[Given data]
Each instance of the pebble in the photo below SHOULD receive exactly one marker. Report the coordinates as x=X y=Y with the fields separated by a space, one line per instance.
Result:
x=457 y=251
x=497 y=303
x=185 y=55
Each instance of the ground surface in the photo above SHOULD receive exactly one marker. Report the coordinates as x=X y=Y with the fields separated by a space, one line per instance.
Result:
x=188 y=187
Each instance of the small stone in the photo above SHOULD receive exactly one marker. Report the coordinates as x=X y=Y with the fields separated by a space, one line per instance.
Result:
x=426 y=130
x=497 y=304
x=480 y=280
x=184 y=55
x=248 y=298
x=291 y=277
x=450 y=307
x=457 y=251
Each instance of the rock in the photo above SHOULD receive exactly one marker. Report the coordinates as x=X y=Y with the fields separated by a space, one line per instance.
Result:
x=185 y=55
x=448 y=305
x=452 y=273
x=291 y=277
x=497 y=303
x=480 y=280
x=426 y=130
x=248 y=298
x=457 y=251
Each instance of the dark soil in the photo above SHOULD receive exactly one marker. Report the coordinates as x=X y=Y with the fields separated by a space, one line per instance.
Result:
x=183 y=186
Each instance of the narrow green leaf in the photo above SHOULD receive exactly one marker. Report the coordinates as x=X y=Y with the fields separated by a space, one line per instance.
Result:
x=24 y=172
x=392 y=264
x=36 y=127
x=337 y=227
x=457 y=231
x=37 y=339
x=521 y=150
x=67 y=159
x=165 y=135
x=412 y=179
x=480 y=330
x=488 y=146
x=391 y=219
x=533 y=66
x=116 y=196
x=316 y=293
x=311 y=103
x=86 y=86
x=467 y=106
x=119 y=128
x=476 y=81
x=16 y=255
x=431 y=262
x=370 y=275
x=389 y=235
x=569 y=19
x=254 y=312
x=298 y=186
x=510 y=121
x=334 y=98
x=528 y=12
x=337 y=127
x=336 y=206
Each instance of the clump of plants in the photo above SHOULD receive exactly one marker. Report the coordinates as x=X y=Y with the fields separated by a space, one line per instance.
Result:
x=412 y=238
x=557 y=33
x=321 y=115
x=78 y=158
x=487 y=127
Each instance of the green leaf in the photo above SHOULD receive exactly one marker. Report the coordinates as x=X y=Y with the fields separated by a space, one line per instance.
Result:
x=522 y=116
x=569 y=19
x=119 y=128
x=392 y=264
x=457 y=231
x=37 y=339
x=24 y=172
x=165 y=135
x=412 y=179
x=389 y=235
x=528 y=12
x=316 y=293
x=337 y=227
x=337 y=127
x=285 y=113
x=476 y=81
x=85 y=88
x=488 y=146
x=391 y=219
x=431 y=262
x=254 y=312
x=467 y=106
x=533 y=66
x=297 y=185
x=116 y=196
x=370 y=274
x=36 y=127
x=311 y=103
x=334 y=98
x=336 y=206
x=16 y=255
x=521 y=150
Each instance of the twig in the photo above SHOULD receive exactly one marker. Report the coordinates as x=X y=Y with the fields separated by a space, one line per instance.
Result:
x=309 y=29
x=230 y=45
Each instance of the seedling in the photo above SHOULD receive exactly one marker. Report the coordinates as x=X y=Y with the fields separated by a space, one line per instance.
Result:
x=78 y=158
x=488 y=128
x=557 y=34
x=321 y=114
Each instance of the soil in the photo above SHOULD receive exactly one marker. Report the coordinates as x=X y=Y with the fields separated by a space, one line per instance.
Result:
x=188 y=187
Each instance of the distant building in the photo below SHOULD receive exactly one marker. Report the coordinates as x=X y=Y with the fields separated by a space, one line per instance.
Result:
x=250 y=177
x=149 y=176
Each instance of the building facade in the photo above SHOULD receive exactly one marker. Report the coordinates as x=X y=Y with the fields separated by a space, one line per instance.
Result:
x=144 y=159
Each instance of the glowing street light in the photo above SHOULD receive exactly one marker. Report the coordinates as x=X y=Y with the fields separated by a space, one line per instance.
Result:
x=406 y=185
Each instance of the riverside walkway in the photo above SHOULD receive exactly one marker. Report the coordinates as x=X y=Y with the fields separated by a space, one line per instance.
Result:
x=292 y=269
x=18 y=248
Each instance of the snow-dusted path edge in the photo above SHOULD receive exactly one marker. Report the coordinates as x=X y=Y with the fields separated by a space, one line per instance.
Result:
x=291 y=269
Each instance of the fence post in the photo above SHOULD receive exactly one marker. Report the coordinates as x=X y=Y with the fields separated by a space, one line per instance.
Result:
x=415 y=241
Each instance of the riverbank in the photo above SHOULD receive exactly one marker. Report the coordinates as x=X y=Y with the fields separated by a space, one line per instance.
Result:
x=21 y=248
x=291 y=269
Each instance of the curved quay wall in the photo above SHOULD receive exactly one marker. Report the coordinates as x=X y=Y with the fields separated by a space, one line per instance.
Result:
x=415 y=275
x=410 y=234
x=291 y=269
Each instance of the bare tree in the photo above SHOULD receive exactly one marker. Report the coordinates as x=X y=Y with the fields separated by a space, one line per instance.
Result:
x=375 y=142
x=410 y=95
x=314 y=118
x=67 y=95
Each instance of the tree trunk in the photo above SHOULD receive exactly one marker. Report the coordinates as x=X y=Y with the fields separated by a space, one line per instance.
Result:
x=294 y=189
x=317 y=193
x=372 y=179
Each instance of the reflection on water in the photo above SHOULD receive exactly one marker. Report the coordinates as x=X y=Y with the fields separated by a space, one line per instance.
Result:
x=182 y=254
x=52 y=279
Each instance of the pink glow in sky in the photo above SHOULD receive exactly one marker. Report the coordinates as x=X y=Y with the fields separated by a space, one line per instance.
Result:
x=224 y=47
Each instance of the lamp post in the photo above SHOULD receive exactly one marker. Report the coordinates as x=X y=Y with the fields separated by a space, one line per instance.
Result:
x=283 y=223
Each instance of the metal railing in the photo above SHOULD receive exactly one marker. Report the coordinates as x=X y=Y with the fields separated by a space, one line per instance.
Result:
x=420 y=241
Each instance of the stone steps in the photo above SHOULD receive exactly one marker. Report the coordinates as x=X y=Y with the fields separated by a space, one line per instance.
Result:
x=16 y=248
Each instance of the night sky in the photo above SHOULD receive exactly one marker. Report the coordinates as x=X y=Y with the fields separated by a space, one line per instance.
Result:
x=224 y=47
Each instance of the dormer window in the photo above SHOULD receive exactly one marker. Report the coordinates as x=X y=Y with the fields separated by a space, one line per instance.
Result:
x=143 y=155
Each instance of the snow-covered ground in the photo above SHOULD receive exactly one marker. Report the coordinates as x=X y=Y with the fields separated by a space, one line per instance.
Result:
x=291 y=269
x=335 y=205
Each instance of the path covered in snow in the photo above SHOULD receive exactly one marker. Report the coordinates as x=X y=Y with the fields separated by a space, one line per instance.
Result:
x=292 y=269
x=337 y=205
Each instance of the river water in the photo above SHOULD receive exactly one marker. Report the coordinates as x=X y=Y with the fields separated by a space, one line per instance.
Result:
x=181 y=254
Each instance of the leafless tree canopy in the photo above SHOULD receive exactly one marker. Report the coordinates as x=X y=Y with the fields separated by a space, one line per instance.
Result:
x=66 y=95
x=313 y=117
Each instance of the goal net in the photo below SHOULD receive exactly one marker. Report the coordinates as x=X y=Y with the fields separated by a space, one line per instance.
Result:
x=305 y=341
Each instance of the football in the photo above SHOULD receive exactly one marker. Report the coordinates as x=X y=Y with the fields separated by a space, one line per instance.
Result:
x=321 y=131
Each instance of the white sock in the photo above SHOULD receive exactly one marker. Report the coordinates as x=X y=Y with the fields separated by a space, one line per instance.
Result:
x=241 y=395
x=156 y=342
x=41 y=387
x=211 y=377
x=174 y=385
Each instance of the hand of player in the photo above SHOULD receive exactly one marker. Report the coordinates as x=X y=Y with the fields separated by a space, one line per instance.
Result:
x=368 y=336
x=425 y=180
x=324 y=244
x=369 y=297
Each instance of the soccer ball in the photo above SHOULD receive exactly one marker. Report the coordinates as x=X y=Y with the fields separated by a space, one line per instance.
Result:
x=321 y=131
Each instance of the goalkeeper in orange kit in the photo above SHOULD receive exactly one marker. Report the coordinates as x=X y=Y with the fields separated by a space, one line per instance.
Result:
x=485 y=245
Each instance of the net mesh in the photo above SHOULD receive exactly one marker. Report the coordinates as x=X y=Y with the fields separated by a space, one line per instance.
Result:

[Work to complete] From the entries, copy out each line containing the word "soil".

[Response to the exercise]
Each instance of the dark soil in the photo above SHOULD receive exactly one marker. Report the coordinates as x=X y=Y with the fields separated by a space, one line per instance.
Each instance of the soil in the photo above SHOULD receive exactly one marker. Report the coordinates as x=X y=Y with the fields separated by a space, one line per instance.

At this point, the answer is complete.